__Task brief__:
Starting at the line that contains "the black t-shirt.", reproduce the items below word for word and continue through the final item.

__The records__:
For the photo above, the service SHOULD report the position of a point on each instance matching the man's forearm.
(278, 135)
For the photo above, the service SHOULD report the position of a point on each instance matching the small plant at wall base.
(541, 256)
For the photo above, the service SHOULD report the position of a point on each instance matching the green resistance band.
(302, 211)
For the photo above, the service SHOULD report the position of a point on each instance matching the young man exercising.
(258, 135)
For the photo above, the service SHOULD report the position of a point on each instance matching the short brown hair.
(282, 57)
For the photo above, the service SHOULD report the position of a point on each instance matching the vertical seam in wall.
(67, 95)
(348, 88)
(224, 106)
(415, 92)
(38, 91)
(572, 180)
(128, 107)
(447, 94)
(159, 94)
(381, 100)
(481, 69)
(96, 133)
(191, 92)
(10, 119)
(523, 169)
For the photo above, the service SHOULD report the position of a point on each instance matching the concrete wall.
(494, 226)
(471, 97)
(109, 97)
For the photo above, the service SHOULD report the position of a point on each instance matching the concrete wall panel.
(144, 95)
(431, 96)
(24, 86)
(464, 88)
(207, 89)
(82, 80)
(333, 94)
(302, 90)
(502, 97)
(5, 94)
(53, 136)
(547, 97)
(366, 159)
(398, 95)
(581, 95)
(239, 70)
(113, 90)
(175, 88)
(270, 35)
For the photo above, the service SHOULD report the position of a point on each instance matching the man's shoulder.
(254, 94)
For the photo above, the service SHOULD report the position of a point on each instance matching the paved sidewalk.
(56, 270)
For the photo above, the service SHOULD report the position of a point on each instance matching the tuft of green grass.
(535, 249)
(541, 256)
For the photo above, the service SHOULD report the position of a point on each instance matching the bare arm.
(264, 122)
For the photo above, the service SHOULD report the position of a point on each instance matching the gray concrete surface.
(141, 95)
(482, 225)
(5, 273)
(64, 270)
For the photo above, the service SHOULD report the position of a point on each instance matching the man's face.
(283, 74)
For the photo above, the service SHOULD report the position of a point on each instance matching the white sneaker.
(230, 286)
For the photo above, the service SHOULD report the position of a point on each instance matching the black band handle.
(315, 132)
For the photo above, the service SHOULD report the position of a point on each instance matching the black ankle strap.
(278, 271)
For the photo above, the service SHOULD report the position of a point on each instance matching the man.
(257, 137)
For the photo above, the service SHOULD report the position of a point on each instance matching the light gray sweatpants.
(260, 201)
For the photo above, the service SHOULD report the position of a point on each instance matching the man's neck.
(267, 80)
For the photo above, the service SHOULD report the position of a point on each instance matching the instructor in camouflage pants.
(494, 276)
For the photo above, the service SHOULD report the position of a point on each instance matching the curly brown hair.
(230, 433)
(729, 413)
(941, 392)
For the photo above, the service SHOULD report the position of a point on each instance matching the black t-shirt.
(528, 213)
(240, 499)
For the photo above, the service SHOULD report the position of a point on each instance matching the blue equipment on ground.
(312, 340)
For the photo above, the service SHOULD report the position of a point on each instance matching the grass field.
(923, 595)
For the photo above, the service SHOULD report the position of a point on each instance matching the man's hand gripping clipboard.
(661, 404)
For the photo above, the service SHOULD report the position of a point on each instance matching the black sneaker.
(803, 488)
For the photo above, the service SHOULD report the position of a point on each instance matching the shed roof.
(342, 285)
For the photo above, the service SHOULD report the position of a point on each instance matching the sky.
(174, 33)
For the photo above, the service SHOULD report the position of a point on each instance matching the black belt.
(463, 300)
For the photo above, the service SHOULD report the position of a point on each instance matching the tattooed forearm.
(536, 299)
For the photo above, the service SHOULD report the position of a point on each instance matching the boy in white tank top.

__Output for this task__:
For the photo above, the service SHOULD report the position of a point on each instance matching the black t-shirt.
(528, 213)
(240, 499)
For the photo above, the service SHOULD report the position of a point on each instance matching the blue equipment on ground.
(312, 340)
For the photo above, the service SHOULD report the position of a point on each instance matching the grass field.
(923, 595)
For the photo above, the service SHOULD report the position of a point on each instance matching the man's hand gripping clipboard.
(661, 404)
For the photo above, the service SHOULD report the position of a point on each instance matching the black sneaker.
(803, 488)
For the photo above, the service SHOULD report the position of a point on each instance matching the shed roof.
(342, 285)
For the photo above, the service SHOULD report the position of a point on each instance matching the sky.
(174, 33)
For the photo above, the service SHOULD report the position of a point on each instance matching the black belt.
(463, 300)
For the photo above, the service SHOULD report the position of a point on each instance matching the tattooed forearm.
(536, 299)
For the photo above, the service SHOULD report the position of a point on each instance matching the boy in white tank top.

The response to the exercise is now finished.